— TASKS TO PERFORM —
1. Answer these questions using the letter on the Churchdown plans:
(a) What date does the letter bear?
(b) Which key stakeholders are named as having concerns the plans made no attempt to resolve?
(c) Under safety, what does the letter say the concerns are with?
2. In the letter on the Churchdown plans, retype the part from "The JCS is unsound" up to and including "their own submission." without any changes.

— TEXT SEGMENT —
== Segment start ==
To: Inspector Elizabeth Ord LLB(Hons), LLM, MA, DipTUS

5 Apr 2015

Dear Madam,

RATIONALE FOR REJECTION OF JCS STRATEGY AND PLANS FOR CHURCHDOWN

Summary

The JCS is unsound because the strategy fails to take account of a number of legal, policy and moral obligations. The JCS plans lack detail and are vague, so they will be open to significant interpretation by developers. The plans also lack any financial provision for improved infrastructure and any assessment of technical feasibility, so the local authorities are unlikely to deliver on the promises made in the JCS strategy. The plans for Churchdown do not comply with the policies set out in the NPPF or indeed the JCS vision and other policies set out in their own submission.

Failure on Duty To Cooperate

The local planning authorities have failed in their Duty to Cooperate obligation to produce effective and deliverable policies on cross boundary issues . In 1 particular JCS fails to provide adequate policies on:

  • Transport – to provide for the growth in traffic and take account of traffic safety.
  • The Environment – to protect wildlife and existing green infrastructure, including strategically significant green belt land.
  • Provision of local Services – to increase provision for medical and educational services.
  • Safety – there are concerns with proximity to the local Airport and road transport.

Failure to Produce a Sound Plan

The local plans for Churchdown are not sound in a number of respects2, including but not limited to the following:

  • Plans are not positively prepared: there has been limited engagement with the local community and no attempt made to resolve either the local concerns highlighted3 or the concerns of key stakeholders such as Natural England, English Heritage, Thames Water, Staverton Airport and Stagecoach (see Annex A). The plans also do not provide necessary additional local infrastructure or services.
  • Plans are not justified: the use of strategically significant green belt is not justified when the authorities have failed to explore the use of non green belt land or justify the exceptional circumstances where a review is allowed in accordance with the NPPF.
== Segment end ==
— ENTRIES PROVIDED —
== Segment start ==
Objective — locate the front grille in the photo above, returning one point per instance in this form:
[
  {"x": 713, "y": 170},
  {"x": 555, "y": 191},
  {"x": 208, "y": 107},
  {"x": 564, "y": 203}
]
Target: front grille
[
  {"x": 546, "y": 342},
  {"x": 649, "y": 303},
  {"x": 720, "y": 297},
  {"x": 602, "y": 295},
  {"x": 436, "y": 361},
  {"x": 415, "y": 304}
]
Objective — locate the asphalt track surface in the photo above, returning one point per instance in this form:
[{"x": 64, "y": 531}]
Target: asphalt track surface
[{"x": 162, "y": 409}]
== Segment end ==
== Segment start ==
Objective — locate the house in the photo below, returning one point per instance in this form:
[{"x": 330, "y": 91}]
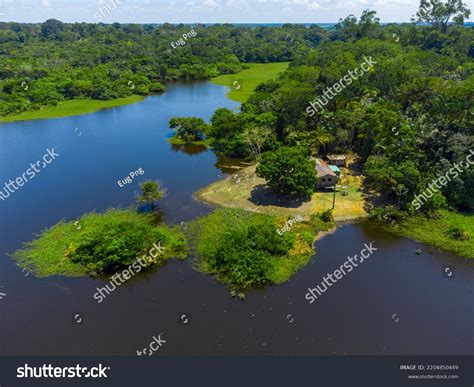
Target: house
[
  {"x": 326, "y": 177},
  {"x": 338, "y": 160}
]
== Segment end ==
— RESULTS FOR THE EXERCISE —
1.
(a) 5 Apr 2015
(b) Natural England, English Heritage, Thames Water, Staverton Airport and Stagecoach
(c) Proximity to the local Airport and road transport

2.
The JCS is unsound because the strategy fails to take account of a number of legal, policy and moral obligations. The JCS plans lack detail and are vague, so they will be open to significant interpretation by developers. The plans also lack any financial provision for improved infrastructure and any assessment of technical feasibility, so the local authorities are unlikely to deliver on the promises made in the JCS strategy. The plans for Churchdown do not comply with the policies set out in the NPPF or indeed the JCS vision and other policies set out in their own submission.